Request: Which lines in the material below contain the word "windshield"? Pick out each of those lines and copy it.
* begin Data for this task *
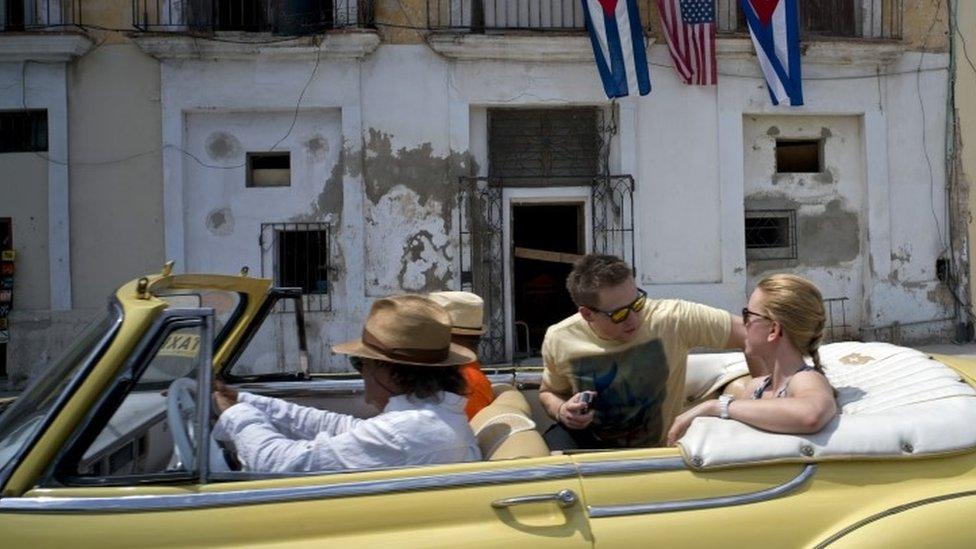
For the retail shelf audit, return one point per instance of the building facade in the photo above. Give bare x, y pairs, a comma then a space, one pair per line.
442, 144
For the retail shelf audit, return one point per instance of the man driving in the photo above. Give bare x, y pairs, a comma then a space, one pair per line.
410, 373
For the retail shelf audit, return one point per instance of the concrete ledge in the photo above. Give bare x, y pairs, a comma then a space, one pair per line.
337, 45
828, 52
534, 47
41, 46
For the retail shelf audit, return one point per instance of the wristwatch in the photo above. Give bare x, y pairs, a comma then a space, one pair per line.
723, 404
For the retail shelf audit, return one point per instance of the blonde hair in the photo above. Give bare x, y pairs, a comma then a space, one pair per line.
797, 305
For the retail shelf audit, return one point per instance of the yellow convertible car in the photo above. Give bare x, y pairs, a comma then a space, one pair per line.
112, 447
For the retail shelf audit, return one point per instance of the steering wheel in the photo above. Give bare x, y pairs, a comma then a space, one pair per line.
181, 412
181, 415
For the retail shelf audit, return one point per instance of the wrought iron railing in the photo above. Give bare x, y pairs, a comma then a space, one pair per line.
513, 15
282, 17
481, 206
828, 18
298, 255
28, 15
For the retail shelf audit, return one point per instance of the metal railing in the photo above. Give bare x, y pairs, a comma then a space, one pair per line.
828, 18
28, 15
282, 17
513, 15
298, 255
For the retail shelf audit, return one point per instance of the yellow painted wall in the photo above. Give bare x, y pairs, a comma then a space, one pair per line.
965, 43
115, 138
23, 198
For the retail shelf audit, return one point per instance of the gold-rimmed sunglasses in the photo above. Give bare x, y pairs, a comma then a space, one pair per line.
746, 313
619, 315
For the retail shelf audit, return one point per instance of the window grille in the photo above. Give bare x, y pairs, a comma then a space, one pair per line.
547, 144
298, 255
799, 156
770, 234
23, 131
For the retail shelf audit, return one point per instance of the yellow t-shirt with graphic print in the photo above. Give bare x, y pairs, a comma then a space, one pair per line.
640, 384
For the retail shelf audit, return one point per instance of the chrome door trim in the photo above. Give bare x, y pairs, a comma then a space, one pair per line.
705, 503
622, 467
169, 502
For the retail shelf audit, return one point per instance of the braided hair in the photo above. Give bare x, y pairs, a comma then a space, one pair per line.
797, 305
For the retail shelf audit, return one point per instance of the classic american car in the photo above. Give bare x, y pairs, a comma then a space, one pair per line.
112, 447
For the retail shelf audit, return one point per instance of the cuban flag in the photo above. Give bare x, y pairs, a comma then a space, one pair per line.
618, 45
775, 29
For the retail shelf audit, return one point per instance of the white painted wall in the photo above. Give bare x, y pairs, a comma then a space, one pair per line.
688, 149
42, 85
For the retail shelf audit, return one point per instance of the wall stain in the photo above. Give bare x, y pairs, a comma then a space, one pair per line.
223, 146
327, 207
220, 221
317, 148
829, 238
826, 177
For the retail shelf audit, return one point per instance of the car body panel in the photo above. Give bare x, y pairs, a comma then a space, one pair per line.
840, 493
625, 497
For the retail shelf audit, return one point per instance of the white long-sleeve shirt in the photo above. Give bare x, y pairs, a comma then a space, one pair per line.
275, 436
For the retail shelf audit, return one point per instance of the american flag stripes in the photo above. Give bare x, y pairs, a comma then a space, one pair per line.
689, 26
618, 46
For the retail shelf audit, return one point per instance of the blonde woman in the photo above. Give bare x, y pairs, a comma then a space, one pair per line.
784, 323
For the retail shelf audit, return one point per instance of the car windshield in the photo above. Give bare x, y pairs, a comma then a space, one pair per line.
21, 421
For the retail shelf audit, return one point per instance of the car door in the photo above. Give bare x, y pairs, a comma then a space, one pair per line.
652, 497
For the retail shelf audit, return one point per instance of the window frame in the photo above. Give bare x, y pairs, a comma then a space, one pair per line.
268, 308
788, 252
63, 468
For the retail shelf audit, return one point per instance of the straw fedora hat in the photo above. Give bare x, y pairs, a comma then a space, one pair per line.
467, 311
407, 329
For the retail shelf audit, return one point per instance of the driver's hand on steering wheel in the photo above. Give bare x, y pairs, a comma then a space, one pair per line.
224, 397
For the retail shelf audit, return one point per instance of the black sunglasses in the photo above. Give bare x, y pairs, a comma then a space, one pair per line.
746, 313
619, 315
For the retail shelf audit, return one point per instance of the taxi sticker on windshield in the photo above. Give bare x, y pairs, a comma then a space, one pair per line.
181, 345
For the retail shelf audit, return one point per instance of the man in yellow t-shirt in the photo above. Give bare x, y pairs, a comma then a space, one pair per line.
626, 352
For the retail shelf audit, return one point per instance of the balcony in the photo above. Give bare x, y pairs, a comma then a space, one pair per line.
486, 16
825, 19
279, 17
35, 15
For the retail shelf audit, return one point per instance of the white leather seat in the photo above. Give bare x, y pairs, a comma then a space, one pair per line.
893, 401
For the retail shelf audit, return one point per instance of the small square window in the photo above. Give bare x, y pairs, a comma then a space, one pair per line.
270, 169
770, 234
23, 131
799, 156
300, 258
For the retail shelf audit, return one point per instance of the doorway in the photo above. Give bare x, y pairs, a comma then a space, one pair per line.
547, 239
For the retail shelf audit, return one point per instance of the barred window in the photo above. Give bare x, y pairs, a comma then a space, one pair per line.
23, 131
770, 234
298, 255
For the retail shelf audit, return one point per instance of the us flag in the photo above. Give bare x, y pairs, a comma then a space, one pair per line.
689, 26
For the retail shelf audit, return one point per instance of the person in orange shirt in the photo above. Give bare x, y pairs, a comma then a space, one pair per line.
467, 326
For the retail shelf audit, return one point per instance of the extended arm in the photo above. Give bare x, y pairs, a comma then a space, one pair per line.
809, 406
* end Data for this task *
* begin Data for this task *
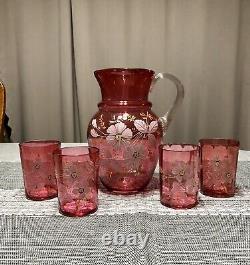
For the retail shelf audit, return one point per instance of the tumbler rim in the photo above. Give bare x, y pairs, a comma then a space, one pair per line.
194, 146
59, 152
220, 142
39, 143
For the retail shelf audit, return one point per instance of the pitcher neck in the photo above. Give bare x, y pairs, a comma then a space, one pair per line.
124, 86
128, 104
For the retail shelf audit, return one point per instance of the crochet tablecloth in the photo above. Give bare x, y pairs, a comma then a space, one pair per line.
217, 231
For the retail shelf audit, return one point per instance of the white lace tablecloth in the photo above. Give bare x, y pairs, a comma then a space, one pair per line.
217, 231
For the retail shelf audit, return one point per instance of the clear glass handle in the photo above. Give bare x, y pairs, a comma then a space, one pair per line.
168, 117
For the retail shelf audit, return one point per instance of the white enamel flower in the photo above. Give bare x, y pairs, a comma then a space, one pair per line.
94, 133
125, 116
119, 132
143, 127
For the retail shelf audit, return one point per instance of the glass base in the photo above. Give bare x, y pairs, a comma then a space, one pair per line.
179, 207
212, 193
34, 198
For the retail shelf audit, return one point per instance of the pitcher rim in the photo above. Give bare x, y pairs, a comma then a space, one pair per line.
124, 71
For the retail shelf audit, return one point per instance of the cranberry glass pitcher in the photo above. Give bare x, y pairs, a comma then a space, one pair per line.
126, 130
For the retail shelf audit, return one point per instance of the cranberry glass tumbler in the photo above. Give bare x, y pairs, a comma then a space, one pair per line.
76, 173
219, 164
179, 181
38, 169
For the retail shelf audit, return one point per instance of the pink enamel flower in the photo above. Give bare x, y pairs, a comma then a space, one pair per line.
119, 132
* end Data for this task *
* begin Data for this task *
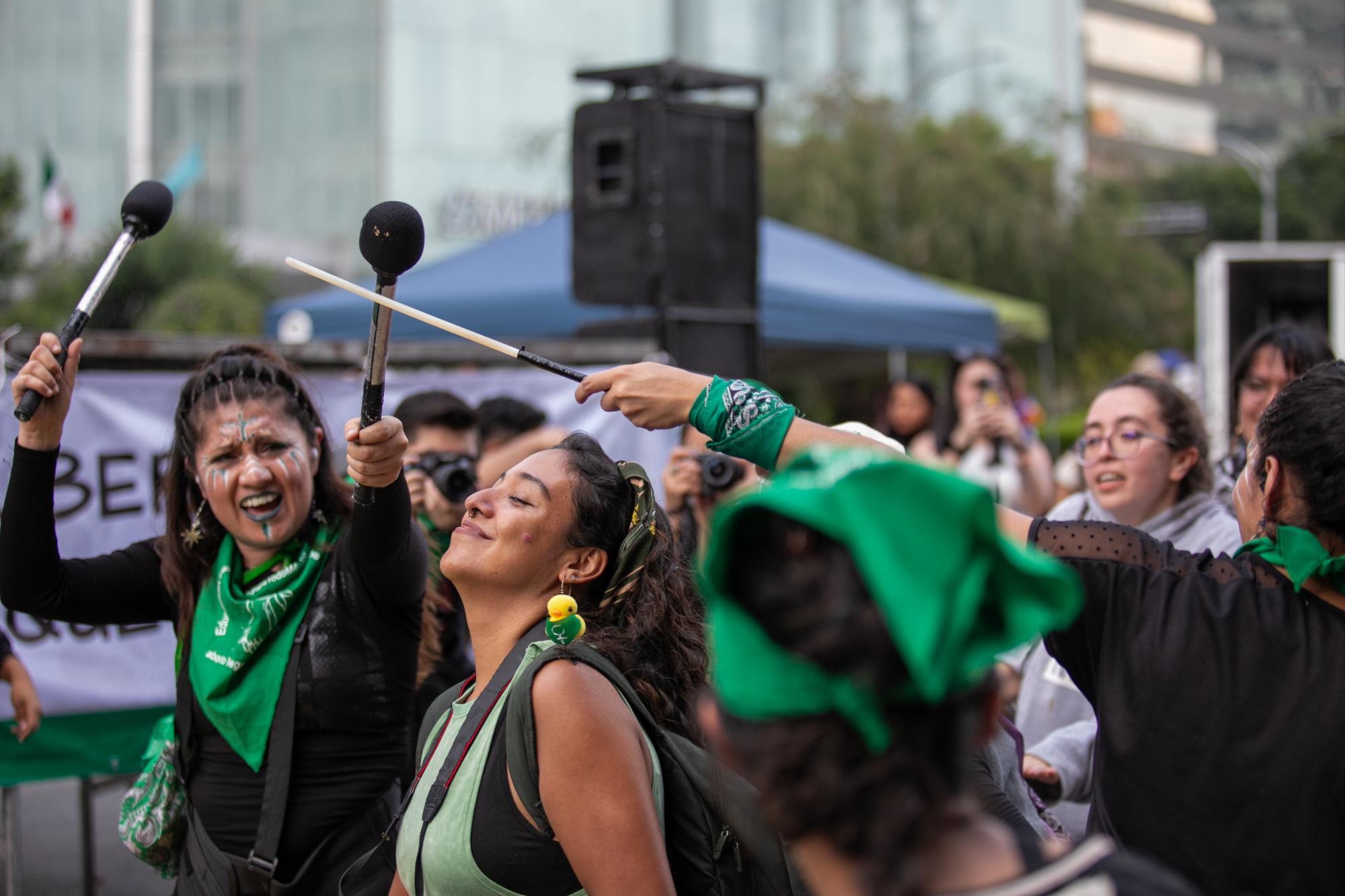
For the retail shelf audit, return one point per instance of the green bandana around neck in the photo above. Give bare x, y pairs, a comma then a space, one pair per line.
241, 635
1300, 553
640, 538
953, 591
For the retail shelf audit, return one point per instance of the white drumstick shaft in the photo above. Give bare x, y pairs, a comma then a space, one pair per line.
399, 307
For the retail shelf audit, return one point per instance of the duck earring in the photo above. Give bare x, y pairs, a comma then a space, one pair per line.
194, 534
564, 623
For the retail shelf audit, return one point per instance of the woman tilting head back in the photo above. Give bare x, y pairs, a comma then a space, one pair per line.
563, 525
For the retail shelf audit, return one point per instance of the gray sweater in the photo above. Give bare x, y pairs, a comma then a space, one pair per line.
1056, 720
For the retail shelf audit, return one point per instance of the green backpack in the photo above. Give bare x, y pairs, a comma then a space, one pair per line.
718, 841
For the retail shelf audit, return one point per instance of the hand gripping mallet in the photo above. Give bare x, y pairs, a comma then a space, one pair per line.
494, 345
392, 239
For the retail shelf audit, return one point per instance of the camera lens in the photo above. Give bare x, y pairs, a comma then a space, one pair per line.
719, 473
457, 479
* end Data for this task *
Output of the task:
For the retail shelf audit, return one point per instance of the car windshield in the photo above. Give bare x, y pairs, a comma then a space, one pair per line.
For the retail shelf audit, return one point per instance of the taxi sticker on windshield in the photo above. Give bare x, y pairs, a comma then a space, one pair per line.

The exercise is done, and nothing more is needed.